Records for processing

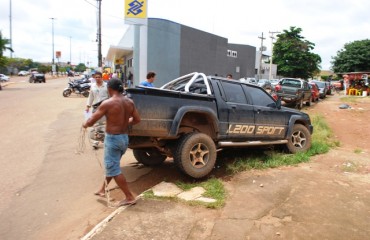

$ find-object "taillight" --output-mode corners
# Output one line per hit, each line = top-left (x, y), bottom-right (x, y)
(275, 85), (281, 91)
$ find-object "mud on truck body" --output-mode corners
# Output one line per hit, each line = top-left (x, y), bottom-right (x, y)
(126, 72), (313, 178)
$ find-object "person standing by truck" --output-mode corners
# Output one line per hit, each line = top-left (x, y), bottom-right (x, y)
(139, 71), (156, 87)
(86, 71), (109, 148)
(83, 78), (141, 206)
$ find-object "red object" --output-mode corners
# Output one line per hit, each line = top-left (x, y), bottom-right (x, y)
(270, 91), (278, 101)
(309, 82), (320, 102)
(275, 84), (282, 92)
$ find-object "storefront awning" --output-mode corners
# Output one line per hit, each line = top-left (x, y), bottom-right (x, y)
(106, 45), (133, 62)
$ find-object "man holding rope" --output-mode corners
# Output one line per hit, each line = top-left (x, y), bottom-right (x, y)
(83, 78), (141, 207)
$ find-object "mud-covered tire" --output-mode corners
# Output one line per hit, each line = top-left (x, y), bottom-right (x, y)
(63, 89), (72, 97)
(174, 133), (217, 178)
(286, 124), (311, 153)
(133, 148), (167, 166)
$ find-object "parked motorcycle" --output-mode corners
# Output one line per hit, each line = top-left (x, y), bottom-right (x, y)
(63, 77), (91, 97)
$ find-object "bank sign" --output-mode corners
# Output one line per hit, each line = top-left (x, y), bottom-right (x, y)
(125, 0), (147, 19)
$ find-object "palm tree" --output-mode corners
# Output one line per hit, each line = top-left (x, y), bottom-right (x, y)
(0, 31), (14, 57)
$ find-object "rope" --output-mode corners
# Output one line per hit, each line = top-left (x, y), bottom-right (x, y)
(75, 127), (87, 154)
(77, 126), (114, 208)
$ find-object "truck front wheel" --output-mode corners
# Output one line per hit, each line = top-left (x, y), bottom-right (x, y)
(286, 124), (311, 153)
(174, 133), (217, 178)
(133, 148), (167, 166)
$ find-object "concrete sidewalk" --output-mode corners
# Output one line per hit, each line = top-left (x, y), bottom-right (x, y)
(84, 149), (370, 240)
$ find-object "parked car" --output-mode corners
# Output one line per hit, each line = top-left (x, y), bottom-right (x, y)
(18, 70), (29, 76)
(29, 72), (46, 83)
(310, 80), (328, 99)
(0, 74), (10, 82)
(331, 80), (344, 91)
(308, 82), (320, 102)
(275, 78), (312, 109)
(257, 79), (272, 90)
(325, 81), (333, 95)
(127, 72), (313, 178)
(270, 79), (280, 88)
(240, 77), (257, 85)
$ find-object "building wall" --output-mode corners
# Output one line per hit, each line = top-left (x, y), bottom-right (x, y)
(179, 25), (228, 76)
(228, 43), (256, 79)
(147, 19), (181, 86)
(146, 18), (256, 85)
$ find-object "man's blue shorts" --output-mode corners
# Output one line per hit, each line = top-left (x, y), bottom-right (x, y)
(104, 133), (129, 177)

--

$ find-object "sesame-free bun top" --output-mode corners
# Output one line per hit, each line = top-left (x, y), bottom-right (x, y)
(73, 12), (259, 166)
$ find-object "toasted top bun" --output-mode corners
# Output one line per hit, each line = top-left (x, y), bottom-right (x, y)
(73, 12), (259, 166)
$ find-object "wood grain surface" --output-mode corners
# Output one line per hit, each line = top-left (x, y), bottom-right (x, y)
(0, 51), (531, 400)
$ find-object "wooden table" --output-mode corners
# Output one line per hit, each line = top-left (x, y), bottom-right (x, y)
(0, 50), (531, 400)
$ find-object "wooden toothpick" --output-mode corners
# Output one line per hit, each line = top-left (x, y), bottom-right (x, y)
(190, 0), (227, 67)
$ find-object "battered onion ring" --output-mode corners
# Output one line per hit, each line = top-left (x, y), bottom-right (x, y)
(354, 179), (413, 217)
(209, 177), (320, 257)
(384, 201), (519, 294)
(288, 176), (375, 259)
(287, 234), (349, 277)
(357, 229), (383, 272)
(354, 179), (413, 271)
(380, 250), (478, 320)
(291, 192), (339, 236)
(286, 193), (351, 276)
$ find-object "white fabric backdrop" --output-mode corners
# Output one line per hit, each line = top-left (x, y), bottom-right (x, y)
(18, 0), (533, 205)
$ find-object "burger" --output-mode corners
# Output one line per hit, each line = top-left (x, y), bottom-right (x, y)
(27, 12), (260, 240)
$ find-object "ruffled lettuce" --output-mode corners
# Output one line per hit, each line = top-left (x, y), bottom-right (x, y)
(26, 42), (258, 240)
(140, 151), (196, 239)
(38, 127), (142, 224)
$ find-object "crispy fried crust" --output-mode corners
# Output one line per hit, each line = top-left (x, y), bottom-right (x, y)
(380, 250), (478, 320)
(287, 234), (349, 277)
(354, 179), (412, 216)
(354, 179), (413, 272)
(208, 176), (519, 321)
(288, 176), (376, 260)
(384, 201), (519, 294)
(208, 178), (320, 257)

...

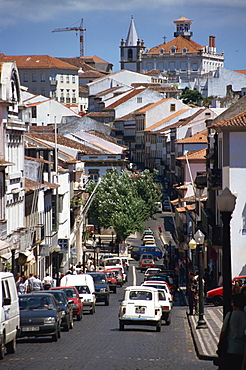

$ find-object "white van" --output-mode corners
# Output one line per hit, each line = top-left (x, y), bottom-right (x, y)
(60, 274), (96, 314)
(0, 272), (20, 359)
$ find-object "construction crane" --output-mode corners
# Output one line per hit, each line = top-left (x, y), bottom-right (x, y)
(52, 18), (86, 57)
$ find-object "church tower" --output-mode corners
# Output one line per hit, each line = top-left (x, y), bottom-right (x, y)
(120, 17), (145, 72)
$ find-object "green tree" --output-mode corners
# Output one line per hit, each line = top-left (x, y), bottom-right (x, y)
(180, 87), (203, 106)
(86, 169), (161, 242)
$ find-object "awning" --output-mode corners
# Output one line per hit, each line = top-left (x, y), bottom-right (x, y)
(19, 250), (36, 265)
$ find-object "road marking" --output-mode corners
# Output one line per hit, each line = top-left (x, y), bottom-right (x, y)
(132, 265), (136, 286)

To do
Read the listing line by line, and copy each line in which the word "white" is found.

Result for this task
$ find-object "white fabric backdrop" --output-mode corners
$ find-object "white van" --output-mode corners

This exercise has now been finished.